- **Given instruction**: Reproduce the lines below verbatim, starting at the line that contains "Wildlife-tally request: put a marker on the dried" and continuing through the last line of the entries.
********
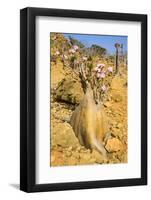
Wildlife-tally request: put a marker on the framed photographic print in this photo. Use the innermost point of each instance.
(83, 99)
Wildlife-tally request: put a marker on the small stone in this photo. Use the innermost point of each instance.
(114, 145)
(68, 153)
(97, 156)
(107, 104)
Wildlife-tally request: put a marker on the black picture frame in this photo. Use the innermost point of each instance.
(28, 99)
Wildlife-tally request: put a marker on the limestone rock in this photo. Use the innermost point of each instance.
(114, 145)
(70, 91)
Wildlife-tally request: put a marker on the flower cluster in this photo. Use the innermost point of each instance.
(57, 53)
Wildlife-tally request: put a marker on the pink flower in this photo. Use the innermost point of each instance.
(84, 58)
(65, 57)
(100, 65)
(57, 53)
(72, 51)
(75, 47)
(110, 69)
(103, 88)
(101, 75)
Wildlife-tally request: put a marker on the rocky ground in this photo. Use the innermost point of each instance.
(65, 148)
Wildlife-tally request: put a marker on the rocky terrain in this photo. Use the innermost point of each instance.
(66, 94)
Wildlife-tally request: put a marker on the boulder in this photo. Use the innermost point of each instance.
(70, 91)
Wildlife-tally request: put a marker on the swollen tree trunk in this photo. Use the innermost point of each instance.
(88, 123)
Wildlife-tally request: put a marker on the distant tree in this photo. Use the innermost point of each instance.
(96, 50)
(76, 42)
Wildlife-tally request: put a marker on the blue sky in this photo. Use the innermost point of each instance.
(106, 41)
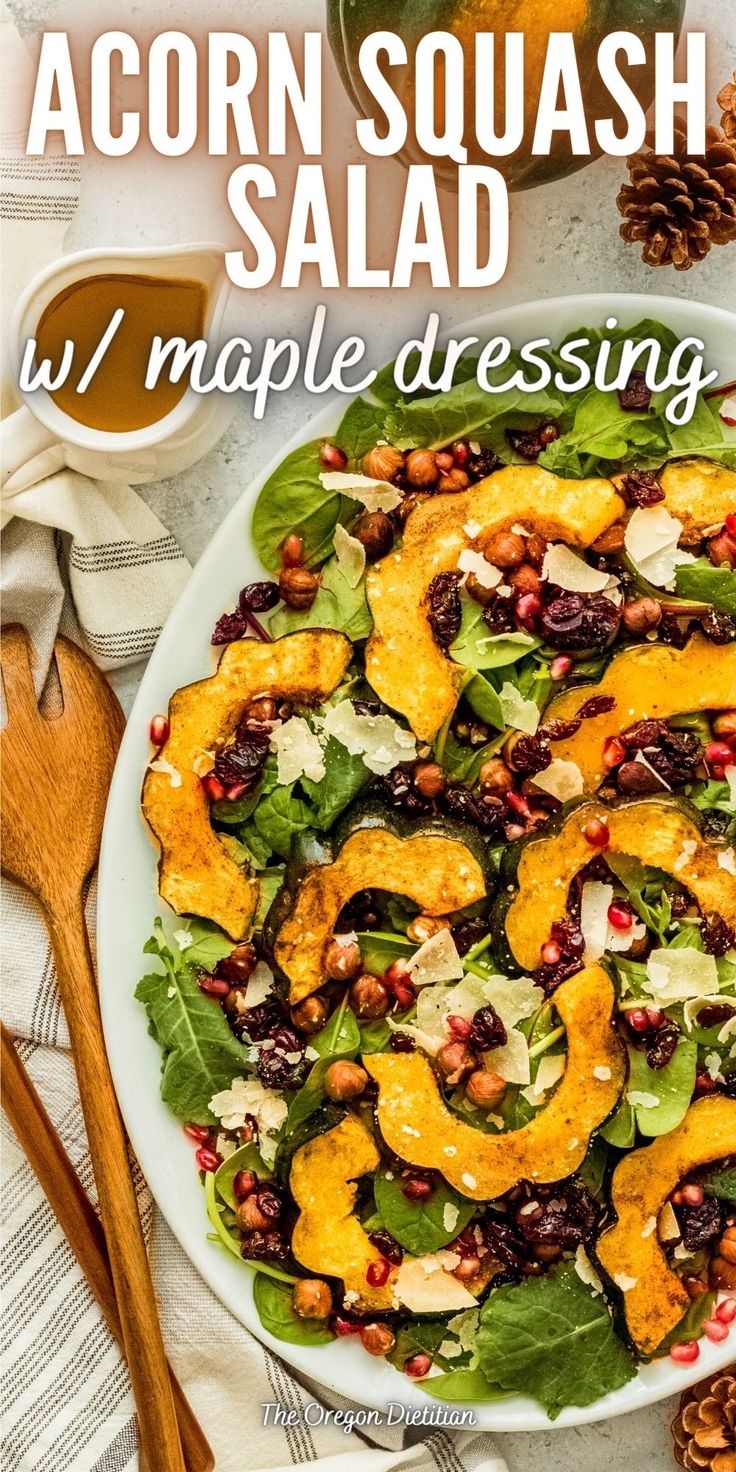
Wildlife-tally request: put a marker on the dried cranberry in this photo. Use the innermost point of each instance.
(636, 393)
(717, 935)
(230, 627)
(577, 621)
(445, 608)
(642, 487)
(701, 1223)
********
- **The response**:
Wildlife-tally request: put a marker on the dried cranberry in this photo. Use the innermost point of each instance.
(636, 393)
(717, 935)
(230, 627)
(577, 621)
(445, 608)
(642, 487)
(701, 1223)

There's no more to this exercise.